BEGIN
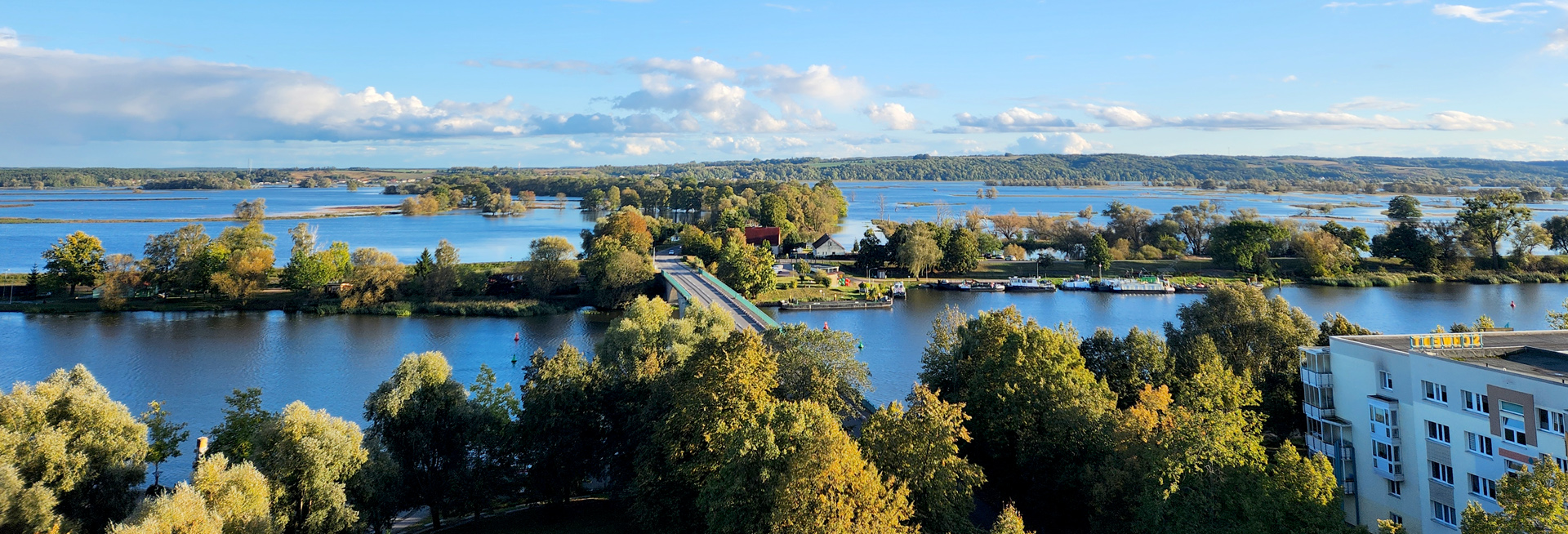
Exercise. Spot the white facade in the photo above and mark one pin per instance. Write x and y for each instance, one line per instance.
(1418, 434)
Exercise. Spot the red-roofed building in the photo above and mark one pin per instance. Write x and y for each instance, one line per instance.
(768, 235)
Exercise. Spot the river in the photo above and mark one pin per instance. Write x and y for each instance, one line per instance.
(192, 361)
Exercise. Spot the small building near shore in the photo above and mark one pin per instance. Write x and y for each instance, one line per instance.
(826, 247)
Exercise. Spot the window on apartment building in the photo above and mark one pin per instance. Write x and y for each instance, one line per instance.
(1441, 474)
(1445, 514)
(1477, 443)
(1476, 401)
(1484, 487)
(1549, 421)
(1512, 421)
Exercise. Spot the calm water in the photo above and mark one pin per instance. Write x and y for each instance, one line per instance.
(192, 361)
(506, 238)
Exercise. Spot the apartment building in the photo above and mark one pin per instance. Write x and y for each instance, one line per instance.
(1419, 426)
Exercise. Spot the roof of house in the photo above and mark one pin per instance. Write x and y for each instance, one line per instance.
(758, 234)
(1535, 353)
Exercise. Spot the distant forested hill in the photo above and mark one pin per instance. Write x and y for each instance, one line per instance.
(1205, 171)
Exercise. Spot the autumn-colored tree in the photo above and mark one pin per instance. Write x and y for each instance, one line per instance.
(76, 260)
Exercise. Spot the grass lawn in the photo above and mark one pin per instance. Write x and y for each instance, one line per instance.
(593, 515)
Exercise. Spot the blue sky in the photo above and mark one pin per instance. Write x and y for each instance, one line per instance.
(593, 82)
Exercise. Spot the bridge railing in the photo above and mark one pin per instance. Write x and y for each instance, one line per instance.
(744, 301)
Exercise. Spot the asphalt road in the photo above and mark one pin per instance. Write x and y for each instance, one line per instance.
(706, 293)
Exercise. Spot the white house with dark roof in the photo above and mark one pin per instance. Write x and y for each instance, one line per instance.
(826, 247)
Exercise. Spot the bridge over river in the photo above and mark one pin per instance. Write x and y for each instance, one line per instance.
(688, 286)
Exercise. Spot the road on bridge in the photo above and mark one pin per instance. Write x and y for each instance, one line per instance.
(705, 291)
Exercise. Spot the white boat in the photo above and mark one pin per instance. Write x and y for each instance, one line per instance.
(1138, 286)
(1029, 284)
(1078, 284)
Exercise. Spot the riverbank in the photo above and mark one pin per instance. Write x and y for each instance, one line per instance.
(287, 301)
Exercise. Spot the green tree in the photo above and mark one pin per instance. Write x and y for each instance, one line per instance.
(549, 268)
(375, 278)
(560, 423)
(745, 268)
(1009, 522)
(1258, 337)
(918, 251)
(179, 260)
(615, 273)
(1128, 363)
(1097, 254)
(725, 385)
(250, 210)
(920, 448)
(1338, 324)
(795, 470)
(1039, 416)
(1405, 242)
(1324, 254)
(1404, 207)
(1557, 226)
(163, 438)
(961, 252)
(819, 365)
(422, 419)
(76, 260)
(1532, 501)
(1491, 215)
(242, 420)
(310, 456)
(1244, 245)
(71, 452)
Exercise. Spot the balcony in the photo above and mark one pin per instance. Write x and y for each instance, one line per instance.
(1317, 412)
(1390, 470)
(1317, 380)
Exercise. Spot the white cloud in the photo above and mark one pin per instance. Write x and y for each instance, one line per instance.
(1054, 143)
(1017, 119)
(893, 116)
(1479, 15)
(1371, 104)
(1281, 119)
(621, 146)
(1118, 116)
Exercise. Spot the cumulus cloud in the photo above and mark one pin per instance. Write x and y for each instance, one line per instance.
(1479, 15)
(1118, 116)
(620, 146)
(893, 116)
(1017, 119)
(1371, 104)
(1054, 143)
(1280, 119)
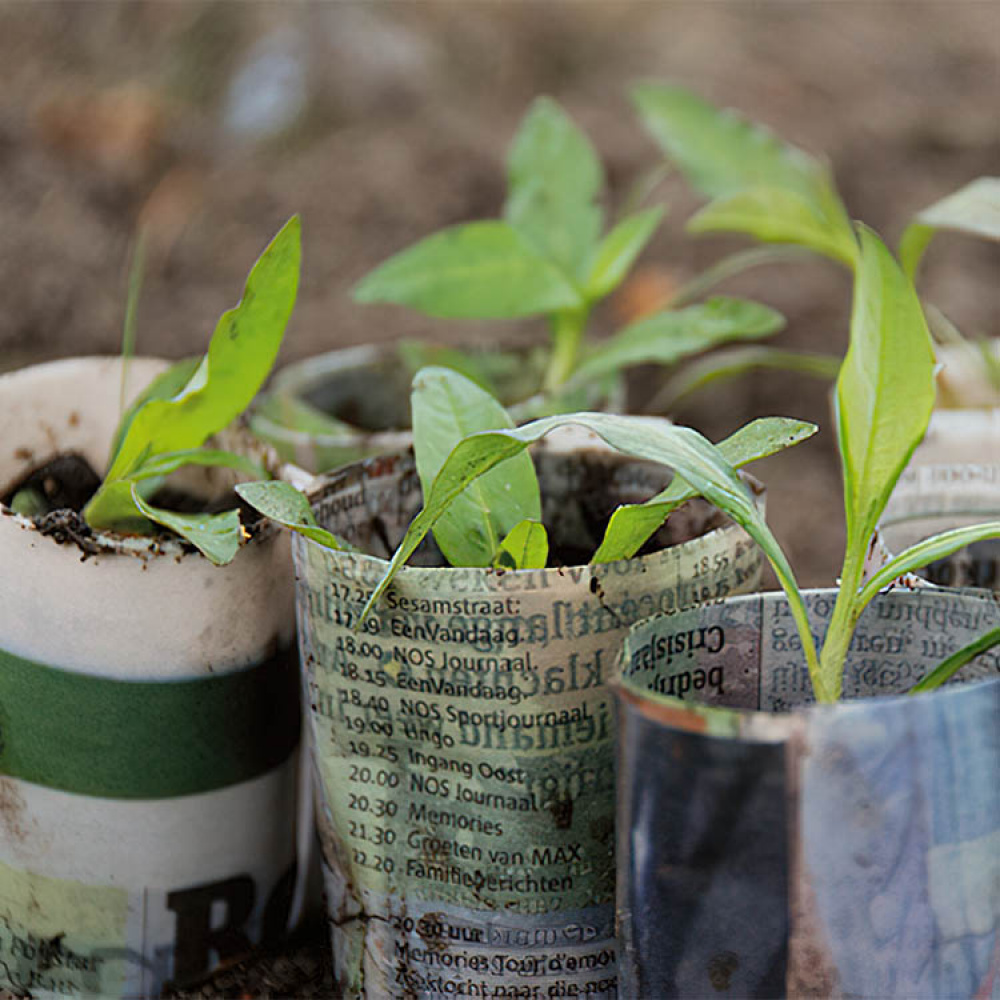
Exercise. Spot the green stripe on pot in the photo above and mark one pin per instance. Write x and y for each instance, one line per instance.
END
DIRECTIONS FOR THIS TASK
The reply must consist of the complete listing, reproduced exactly, with no images.

TASK SOLUTION
Exercise. Spot the white facade in the photo above and mark one pin per instance. Write x and y for each instance, one line per instance.
(1418, 434)
Exercise. Spot the red-roofed building in the photo above and mark one pin per instance. Write x and y for each instance, one line per instance.
(768, 235)
Exercise. Spot the river in the photo above and mark one pin per instance. Write x and y for each instance, one line per instance.
(192, 361)
Exercise. Spot the small building near shore in the photo above and mark one pin per instance. Write x and y for each instance, one line per instance.
(826, 247)
Exercise. Spot the window on apartment building in the photo above and mark one pin per instance. Write x and y for each instance, one line per instance.
(1441, 474)
(1445, 514)
(1477, 443)
(1476, 401)
(1484, 487)
(1549, 421)
(1512, 421)
Exercise. Spot the calm water in the photo above and mark one pin per instance. Write x and y for each instance, one line per instance.
(192, 361)
(506, 238)
Exercise. Spot the apartment building in the photo above and mark one pin per instance. Write x and y for each instance, one line per instance.
(1419, 426)
Exercise. Spot the roof of house in the photo above and mark one pin per instance. Write x and y for each instance, one line per instance.
(758, 234)
(1535, 353)
Exercise. Spot the distant forested hill in the photo above and mark one pin per instance. Write x and y for each instance, one line per instance.
(1205, 171)
Exercise. Spot the autumn-colored tree in the photo above and mark one pin per instance. Write x and y for each instance, one line per instance.
(76, 260)
Exercise. Spot the grass lawn in the photo above and mark one pin per instance. Write x and y for each instance, one line per instance.
(593, 515)
Exercise. Spot the blue sky in the photo above and mark one pin per instance. Write x and y for each instance, one line per instance.
(593, 82)
Exercise. Spot the bridge railing in the photo above and mark one pin per instance. Write x and y for each instance, one line per instance.
(744, 301)
Exercise. Spot the asphalt road in the photo above and mark one pin per instance. Write x and y for each instance, one line per instance.
(706, 293)
Exercise. Spot the white house with dark roof in the photo above and mark one pin per instance. Write x and y for each instance, one line per instance.
(826, 247)
Exercise. Spot the bridge over river in the photo above and mark one pin per instance. Write x and y for each instance, one line per instance.
(688, 286)
Exercise. Spot the road on bridge in the photo above and mark one pin per instance. Write x and y for each instance, one line per instance.
(705, 291)
Exercise. Spot the white boat in the photo above and mark one pin per instance. Write x and y for each instance, one line per instance.
(1138, 286)
(1029, 284)
(1078, 284)
Exercise. Spot the riverbank in the photo above and mark one pin per instance. Write x and y for each instance, one line per instance.
(287, 301)
Exercise. Spot the green tree in the photo above and mark one pin per instance. Write x and y for each instance, one line per instance.
(549, 268)
(375, 278)
(560, 423)
(745, 268)
(1009, 522)
(1258, 337)
(918, 251)
(179, 260)
(615, 273)
(1128, 363)
(1097, 254)
(725, 385)
(250, 210)
(920, 448)
(1338, 324)
(795, 470)
(1039, 416)
(1405, 242)
(1324, 254)
(1404, 207)
(1557, 226)
(163, 438)
(961, 252)
(819, 365)
(422, 419)
(76, 260)
(1532, 501)
(1491, 215)
(242, 420)
(310, 456)
(1244, 245)
(71, 452)
Exercise. Spot the balcony in the photo above and mark one pin per instance. Write x and y for each instance, one line per instance.
(1317, 412)
(1390, 470)
(1317, 380)
Exercise. Spot the white cloud in the photo above and mark one pin per instance. Write x and y for each instance, one line per instance.
(1054, 143)
(1017, 119)
(893, 116)
(1479, 15)
(1371, 104)
(1281, 119)
(621, 146)
(1118, 116)
Exercise. Spot the cumulus cloud in the photo above and mark one pin per instance. Write x and y for each instance, one line per instance.
(1479, 15)
(1118, 116)
(620, 146)
(893, 116)
(1017, 119)
(1371, 104)
(1054, 143)
(1280, 119)
Exercise. Spot the green stripe on pot in the photo above and mark one pin per instance. Write x and y for each instance, one line per instance.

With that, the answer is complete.